What you are asked to do: Reproduce as a numbered list, skipping blank lines, the stretch of the data below from the line containing "Every instance of the white" through the end of the data.

Position identification records:
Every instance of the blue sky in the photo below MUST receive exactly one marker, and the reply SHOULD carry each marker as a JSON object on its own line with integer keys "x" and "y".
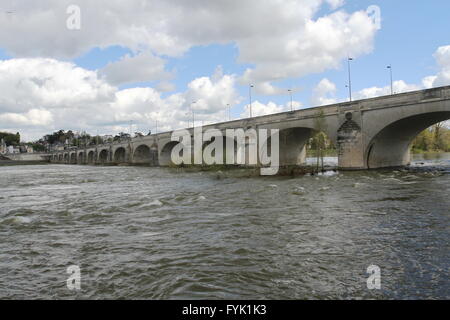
{"x": 410, "y": 35}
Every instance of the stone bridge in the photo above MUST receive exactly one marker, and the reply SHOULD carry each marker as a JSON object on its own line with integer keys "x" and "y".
{"x": 371, "y": 133}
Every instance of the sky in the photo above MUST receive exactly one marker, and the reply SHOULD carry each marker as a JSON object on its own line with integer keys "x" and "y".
{"x": 106, "y": 67}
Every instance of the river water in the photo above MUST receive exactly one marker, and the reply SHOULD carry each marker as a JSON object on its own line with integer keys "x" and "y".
{"x": 155, "y": 233}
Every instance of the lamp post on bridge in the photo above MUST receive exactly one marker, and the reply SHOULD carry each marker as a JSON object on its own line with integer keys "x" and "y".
{"x": 290, "y": 93}
{"x": 192, "y": 110}
{"x": 250, "y": 98}
{"x": 349, "y": 78}
{"x": 392, "y": 84}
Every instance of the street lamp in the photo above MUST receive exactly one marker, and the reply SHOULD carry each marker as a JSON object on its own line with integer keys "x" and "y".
{"x": 290, "y": 93}
{"x": 250, "y": 98}
{"x": 192, "y": 109}
{"x": 392, "y": 85}
{"x": 349, "y": 78}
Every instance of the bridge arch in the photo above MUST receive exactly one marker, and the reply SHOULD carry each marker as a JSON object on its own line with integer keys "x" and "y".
{"x": 165, "y": 157}
{"x": 91, "y": 157}
{"x": 120, "y": 155}
{"x": 80, "y": 157}
{"x": 103, "y": 156}
{"x": 73, "y": 158}
{"x": 144, "y": 154}
{"x": 390, "y": 146}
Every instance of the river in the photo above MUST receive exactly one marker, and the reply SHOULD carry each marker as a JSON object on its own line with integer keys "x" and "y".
{"x": 155, "y": 233}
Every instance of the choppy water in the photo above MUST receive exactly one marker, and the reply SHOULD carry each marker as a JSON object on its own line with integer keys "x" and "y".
{"x": 156, "y": 233}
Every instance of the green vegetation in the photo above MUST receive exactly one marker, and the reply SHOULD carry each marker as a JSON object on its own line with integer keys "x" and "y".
{"x": 10, "y": 139}
{"x": 69, "y": 137}
{"x": 433, "y": 139}
{"x": 319, "y": 139}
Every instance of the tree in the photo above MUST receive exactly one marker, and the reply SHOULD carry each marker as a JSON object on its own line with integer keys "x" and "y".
{"x": 319, "y": 138}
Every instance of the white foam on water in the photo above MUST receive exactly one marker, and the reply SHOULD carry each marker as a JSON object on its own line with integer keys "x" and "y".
{"x": 156, "y": 203}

Task solution:
1. Every instance of the white foam on water in the photo above MUST receive exactly one marker, and the reply SHOULD carry each marker as a JSON object on its own line with integer keys "x" and "y".
2. {"x": 156, "y": 203}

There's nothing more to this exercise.